* **YOUR GOAL**
Pick out every line in the material below that contains the string "jacket", matching case exactly.

* **ITEMS**
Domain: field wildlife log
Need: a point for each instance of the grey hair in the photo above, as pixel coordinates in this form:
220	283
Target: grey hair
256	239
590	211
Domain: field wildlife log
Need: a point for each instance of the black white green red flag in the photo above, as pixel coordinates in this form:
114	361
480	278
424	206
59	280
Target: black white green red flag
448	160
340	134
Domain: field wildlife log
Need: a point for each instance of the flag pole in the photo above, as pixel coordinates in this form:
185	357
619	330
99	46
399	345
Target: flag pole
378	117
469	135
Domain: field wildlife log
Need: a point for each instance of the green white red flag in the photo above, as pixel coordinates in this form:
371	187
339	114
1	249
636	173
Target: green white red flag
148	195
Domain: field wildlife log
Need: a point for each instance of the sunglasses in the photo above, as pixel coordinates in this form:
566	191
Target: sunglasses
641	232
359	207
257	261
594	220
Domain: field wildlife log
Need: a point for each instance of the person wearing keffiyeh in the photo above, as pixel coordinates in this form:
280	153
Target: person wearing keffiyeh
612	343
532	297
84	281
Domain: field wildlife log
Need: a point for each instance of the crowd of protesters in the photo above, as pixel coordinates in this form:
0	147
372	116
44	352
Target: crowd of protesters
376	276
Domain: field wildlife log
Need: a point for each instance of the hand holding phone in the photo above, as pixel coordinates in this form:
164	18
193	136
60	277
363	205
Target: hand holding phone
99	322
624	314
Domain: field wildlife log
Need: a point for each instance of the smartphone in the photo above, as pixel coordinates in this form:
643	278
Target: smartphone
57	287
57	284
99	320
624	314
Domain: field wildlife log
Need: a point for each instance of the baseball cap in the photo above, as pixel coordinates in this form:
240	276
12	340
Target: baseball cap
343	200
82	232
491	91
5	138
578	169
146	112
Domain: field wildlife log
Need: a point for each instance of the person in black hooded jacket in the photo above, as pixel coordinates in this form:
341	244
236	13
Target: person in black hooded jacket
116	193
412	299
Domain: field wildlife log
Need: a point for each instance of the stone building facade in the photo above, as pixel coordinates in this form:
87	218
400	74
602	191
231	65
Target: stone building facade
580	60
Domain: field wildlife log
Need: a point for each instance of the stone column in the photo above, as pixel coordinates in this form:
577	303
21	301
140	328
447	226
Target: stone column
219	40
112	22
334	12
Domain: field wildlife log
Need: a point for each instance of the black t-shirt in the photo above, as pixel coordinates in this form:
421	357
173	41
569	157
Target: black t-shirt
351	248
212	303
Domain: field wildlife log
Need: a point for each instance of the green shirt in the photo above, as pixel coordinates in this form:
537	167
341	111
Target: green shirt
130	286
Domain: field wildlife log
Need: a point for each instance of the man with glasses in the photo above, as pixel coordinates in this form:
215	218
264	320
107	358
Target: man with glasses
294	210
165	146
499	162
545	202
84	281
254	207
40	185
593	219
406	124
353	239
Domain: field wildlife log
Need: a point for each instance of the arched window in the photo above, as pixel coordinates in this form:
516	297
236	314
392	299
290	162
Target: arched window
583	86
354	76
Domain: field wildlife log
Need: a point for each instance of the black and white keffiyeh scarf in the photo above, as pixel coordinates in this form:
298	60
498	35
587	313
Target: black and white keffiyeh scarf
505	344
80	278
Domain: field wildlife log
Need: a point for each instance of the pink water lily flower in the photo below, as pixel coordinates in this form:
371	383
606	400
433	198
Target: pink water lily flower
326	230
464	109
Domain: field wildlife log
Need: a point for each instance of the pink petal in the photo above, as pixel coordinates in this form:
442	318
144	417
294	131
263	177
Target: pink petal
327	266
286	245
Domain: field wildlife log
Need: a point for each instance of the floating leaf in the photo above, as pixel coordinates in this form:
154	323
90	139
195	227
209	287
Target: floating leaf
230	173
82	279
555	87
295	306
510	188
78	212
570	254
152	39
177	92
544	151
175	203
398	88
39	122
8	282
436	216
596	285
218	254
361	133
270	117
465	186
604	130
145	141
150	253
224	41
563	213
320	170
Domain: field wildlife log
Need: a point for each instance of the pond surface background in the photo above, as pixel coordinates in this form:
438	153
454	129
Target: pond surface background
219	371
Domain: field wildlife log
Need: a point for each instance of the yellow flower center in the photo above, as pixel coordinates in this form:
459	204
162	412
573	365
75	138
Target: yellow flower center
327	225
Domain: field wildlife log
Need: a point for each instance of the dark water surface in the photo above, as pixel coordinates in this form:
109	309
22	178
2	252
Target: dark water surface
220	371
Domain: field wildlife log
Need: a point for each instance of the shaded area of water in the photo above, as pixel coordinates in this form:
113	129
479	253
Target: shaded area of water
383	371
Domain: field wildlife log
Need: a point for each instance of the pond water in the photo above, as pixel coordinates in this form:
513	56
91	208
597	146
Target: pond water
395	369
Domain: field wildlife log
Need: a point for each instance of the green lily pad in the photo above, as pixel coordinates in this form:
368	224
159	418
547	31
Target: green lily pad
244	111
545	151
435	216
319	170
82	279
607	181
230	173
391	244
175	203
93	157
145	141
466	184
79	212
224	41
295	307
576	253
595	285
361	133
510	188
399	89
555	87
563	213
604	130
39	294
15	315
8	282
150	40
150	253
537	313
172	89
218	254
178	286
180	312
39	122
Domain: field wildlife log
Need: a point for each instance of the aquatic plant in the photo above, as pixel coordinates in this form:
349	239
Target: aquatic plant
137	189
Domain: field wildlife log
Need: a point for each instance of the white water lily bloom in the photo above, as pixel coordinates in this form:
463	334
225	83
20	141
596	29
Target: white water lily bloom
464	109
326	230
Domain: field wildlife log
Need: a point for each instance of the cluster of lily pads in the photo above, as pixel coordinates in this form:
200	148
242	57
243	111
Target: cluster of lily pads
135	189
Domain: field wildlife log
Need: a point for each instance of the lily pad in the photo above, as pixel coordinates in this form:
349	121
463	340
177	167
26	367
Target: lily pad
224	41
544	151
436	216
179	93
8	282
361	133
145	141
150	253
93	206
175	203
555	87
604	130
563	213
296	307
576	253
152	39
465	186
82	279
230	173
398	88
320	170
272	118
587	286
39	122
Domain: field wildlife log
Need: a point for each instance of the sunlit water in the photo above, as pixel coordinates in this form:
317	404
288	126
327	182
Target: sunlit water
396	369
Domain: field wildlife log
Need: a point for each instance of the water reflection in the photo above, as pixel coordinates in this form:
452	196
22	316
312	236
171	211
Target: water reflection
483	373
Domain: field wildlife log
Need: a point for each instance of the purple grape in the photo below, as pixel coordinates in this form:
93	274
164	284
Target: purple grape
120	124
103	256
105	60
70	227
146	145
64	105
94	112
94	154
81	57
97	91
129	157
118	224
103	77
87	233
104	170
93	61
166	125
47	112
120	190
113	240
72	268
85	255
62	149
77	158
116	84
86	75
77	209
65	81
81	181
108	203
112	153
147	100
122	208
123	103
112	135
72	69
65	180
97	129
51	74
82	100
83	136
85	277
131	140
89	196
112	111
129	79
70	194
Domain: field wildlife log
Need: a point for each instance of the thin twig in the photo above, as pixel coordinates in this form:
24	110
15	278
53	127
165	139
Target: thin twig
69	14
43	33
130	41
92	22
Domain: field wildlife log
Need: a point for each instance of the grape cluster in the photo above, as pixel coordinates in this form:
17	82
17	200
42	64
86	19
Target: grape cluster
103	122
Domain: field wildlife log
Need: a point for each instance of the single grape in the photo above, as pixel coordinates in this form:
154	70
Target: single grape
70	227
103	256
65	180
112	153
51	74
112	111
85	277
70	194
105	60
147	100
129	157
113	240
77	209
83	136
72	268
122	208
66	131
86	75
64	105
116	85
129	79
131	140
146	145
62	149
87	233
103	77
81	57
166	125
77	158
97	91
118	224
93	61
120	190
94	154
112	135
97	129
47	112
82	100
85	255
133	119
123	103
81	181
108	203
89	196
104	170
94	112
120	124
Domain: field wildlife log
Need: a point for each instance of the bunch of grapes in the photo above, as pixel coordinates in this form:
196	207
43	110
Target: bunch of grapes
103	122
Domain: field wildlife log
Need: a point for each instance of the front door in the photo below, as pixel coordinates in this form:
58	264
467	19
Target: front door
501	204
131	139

* **WRITTEN REPLY**
Need: a point for each instance of the person in black hooded jacket in the photo above, as pixel coordinates in this form:
Target: person in black hooded jacket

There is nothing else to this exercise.